=== THE REQUEST ===
Reproduce the records below exactly as they appear.

(Excerpt from a dataset)
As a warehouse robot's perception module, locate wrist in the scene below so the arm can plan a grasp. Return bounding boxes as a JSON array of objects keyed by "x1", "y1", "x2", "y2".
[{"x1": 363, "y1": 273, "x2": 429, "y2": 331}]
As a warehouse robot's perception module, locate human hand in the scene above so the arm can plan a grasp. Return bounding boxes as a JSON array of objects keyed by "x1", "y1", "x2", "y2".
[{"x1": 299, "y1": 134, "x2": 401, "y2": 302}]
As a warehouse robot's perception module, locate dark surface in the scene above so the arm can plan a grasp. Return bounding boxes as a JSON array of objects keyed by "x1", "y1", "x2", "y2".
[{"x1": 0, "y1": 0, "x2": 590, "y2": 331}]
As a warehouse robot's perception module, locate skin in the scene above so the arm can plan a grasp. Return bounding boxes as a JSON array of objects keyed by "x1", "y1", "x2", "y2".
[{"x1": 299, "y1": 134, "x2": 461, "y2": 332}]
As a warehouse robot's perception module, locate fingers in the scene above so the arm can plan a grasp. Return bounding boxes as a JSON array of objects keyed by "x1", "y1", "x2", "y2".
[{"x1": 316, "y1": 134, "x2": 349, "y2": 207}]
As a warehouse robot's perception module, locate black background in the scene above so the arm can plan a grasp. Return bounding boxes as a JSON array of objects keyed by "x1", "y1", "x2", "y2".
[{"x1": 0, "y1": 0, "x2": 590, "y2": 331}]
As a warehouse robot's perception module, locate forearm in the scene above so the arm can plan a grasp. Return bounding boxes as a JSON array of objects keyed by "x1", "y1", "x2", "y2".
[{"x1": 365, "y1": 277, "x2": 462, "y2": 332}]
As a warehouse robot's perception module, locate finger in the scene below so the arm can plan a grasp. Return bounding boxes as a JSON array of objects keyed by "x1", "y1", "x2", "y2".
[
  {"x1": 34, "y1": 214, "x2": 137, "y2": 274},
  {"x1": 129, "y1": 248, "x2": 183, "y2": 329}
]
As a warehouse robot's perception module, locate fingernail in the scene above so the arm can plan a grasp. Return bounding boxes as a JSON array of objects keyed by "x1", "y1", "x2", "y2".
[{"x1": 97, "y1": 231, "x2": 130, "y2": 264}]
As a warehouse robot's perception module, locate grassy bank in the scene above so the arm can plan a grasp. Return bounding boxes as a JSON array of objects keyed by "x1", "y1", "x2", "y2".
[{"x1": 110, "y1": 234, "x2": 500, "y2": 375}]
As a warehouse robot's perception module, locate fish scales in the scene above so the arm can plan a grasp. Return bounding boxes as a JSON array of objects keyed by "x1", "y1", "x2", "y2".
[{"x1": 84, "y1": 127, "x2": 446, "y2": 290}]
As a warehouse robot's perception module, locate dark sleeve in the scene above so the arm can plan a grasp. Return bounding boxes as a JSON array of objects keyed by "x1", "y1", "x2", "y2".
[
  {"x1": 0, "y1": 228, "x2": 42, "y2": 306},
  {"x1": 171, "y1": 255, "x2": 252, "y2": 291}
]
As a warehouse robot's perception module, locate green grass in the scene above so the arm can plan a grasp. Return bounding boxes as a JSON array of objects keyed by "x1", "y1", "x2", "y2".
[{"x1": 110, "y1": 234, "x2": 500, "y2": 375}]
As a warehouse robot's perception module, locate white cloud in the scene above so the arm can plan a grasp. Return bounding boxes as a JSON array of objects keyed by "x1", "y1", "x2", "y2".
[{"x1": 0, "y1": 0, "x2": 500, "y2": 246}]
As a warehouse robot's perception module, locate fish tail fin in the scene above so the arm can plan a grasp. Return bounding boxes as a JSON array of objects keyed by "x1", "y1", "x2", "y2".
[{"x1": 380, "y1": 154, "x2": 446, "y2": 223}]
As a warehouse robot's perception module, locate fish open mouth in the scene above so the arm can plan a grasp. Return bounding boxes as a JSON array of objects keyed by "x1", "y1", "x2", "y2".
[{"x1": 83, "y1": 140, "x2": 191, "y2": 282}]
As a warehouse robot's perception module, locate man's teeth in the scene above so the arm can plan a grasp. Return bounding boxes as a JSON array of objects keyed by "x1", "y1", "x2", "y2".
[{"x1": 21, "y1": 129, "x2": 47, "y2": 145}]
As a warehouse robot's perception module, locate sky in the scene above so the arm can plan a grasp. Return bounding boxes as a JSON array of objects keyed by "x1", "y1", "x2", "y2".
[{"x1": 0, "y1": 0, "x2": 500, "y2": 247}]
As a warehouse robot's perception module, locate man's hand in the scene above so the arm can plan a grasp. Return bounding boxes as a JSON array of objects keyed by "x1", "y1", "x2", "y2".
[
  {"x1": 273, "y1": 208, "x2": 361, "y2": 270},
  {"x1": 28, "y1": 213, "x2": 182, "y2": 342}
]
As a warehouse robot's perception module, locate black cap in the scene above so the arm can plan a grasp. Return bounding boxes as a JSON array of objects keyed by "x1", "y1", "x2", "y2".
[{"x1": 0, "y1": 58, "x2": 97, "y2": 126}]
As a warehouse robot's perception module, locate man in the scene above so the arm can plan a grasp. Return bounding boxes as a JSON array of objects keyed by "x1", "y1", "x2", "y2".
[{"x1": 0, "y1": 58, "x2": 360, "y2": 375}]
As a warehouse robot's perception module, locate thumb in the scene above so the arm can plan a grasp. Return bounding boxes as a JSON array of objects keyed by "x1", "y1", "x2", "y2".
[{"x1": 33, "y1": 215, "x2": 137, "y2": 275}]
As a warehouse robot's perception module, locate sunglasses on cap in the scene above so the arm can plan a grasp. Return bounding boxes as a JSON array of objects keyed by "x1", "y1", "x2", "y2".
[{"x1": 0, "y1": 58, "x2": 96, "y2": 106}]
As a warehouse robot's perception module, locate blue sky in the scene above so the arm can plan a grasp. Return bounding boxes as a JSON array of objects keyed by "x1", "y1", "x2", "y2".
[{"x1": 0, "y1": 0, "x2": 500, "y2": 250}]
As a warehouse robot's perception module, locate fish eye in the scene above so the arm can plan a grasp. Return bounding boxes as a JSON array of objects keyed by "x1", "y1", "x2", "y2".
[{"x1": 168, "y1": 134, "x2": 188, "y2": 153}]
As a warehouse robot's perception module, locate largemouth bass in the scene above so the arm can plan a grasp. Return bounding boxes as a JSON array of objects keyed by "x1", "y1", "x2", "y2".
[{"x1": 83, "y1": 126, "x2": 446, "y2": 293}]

=== RESULT OF THIS EXERCISE ===
As a warehouse robot's perception module, locate wrist in the scene below so the arm can plan a grasp. Return bounding boxes as a JSON array of objects keyed by "x1", "y1", "x2", "y2".
[{"x1": 363, "y1": 273, "x2": 429, "y2": 331}]
As a warehouse robot's perception module, locate human hand in the scene above so the arm can plan a grasp. Return bounding boxes as a JSON array of objects keyed by "x1", "y1", "x2", "y2".
[{"x1": 299, "y1": 134, "x2": 401, "y2": 302}]
As a warehouse robot's perception module, locate dark surface in the scene above so the arm can plan a grasp. Return bounding boxes as a JSON array of objects keyed by "x1", "y1", "x2", "y2".
[{"x1": 0, "y1": 0, "x2": 590, "y2": 331}]
As a warehouse robot's perception module, locate skin in the scene above so the arm can plan a grasp. Return bounding boxes as a JSON array of objects keyed by "x1", "y1", "x2", "y2".
[{"x1": 299, "y1": 134, "x2": 461, "y2": 332}]
As a warehouse robot's perception module, locate fingers in the scene above so the arm can plan a grasp. Return bounding boxes as a JSON array of objects keyed by "x1", "y1", "x2", "y2".
[{"x1": 316, "y1": 134, "x2": 349, "y2": 207}]
As a warehouse robot's perception module, locate black background in the scene above so the arm can plan a grasp. Return bounding boxes as a JSON array of objects keyed by "x1", "y1", "x2", "y2".
[{"x1": 0, "y1": 0, "x2": 590, "y2": 331}]
As a warehouse robot's perception module, locate forearm in the scene above so the arm can plan a grasp. Return bounding boxes as a JSON array of objects keyed by "x1", "y1", "x2", "y2".
[{"x1": 365, "y1": 277, "x2": 462, "y2": 332}]
As a warehouse robot's perception module, locate finger in the scene below so the arm can plan a grasp. Return bounding boxes as a JSON array of objects keyed by "x1", "y1", "x2", "y2".
[
  {"x1": 34, "y1": 214, "x2": 137, "y2": 274},
  {"x1": 129, "y1": 248, "x2": 183, "y2": 329}
]
As a warehouse robot's perception module, locate fingernail in the scene above so the arm can plan a grasp. Return bounding boxes as a JSON array of objects keyed by "x1", "y1", "x2", "y2".
[{"x1": 97, "y1": 231, "x2": 130, "y2": 264}]
As a warehouse robot's perception module, locate grassy bank in the scene above so the arm can plan a grasp. Return bounding boxes as a JSON array of objects keyed by "x1", "y1", "x2", "y2".
[{"x1": 110, "y1": 234, "x2": 500, "y2": 375}]
As a warehouse robot's perception module, locate fish scales in the scene above so the arm can plan a grasp. Return bounding boxes as a JSON array of objects keyed by "x1", "y1", "x2", "y2".
[{"x1": 84, "y1": 127, "x2": 446, "y2": 290}]
As a warehouse robot's perception module, locate dark sleeve in the scene above so the arm can plan a grasp. Return bounding boxes as a JSON array of objects keyed by "x1", "y1", "x2", "y2".
[
  {"x1": 0, "y1": 228, "x2": 42, "y2": 306},
  {"x1": 171, "y1": 255, "x2": 252, "y2": 291}
]
As a warehouse robot's perception module, locate green grass in the scene above so the arm can plan a grasp. Return bounding boxes as a JSON array of objects keyed by "x1", "y1", "x2", "y2".
[{"x1": 110, "y1": 234, "x2": 500, "y2": 375}]
As a warehouse robot's perception module, locate white cloud in the scene above so the arm can plan a grasp. Return bounding boxes as a JSON array of objects keyed by "x1", "y1", "x2", "y2".
[{"x1": 0, "y1": 0, "x2": 500, "y2": 246}]
As a warehouse robot's perception module, locate fish tail fin in the scene above so the arm can plan a grasp. Return bounding boxes as a JSON array of objects keyed by "x1", "y1", "x2", "y2".
[{"x1": 380, "y1": 154, "x2": 446, "y2": 223}]
As a warehouse robot's perception module, locate fish open mouth in the scene above so the arm can plan a grasp. Return bounding boxes as a JSON array of objects keyed by "x1", "y1", "x2", "y2".
[{"x1": 83, "y1": 140, "x2": 191, "y2": 282}]
As a warehouse robot's perception module, locate man's teeth in the scene above so the arm can plan a grasp. Return bounding boxes as a JSON array of objects keyed by "x1", "y1", "x2", "y2".
[{"x1": 21, "y1": 129, "x2": 47, "y2": 145}]
As a warehouse robot's perception module, locate sky in the scene above so the arm can plan a grasp. Return bounding boxes as a JSON array of objects keyed by "x1", "y1", "x2", "y2".
[{"x1": 0, "y1": 0, "x2": 500, "y2": 247}]
As a warehouse robot's perception module, locate man's hand in the scene above so the arm can plan a grasp. Return bounding boxes as a JSON array of objects keyed by "x1", "y1", "x2", "y2".
[
  {"x1": 273, "y1": 208, "x2": 361, "y2": 270},
  {"x1": 28, "y1": 213, "x2": 182, "y2": 342}
]
As a warehouse robot's perception module, locate black cap in the scene above so the arm can plan a grasp. Return bounding boxes as a JSON array of objects keyed by "x1", "y1", "x2", "y2".
[{"x1": 0, "y1": 58, "x2": 97, "y2": 126}]
As a warehouse robot's perception module, locate man in the scene above so the arm can plan a grasp. Return bounding boxes as a JSON array of objects keyed by "x1", "y1", "x2", "y2".
[{"x1": 0, "y1": 58, "x2": 360, "y2": 375}]
As a warehouse robot's perception module, locate thumb in the scene above so the arm can plan a grasp. Return bounding boxes as a JSON array of objects keyed by "x1", "y1", "x2", "y2".
[{"x1": 33, "y1": 215, "x2": 137, "y2": 275}]
As a warehouse robot's perception module, locate sunglasses on cap in the scene above so the arm can plan a grasp. Return bounding boxes as a JSON array of objects keyed by "x1", "y1", "x2", "y2".
[{"x1": 0, "y1": 58, "x2": 96, "y2": 106}]
As a warehouse robot's perception module, locate blue sky in the scene above so the arm can plan a grasp. Return bounding boxes as a JSON array of objects keyed by "x1", "y1", "x2", "y2".
[{"x1": 0, "y1": 0, "x2": 500, "y2": 250}]
As a warehouse robot's perception module, locate fish eye in the scene above so the arm can plan a grasp. Return bounding boxes as a JSON array of objects keyed by "x1", "y1", "x2", "y2".
[{"x1": 168, "y1": 134, "x2": 188, "y2": 153}]
As a warehouse robot's perception module, locate largemouth bass in the scene above so the arm can plan a grasp. Return bounding boxes as a JSON array of objects keyed by "x1", "y1", "x2", "y2".
[{"x1": 83, "y1": 126, "x2": 446, "y2": 293}]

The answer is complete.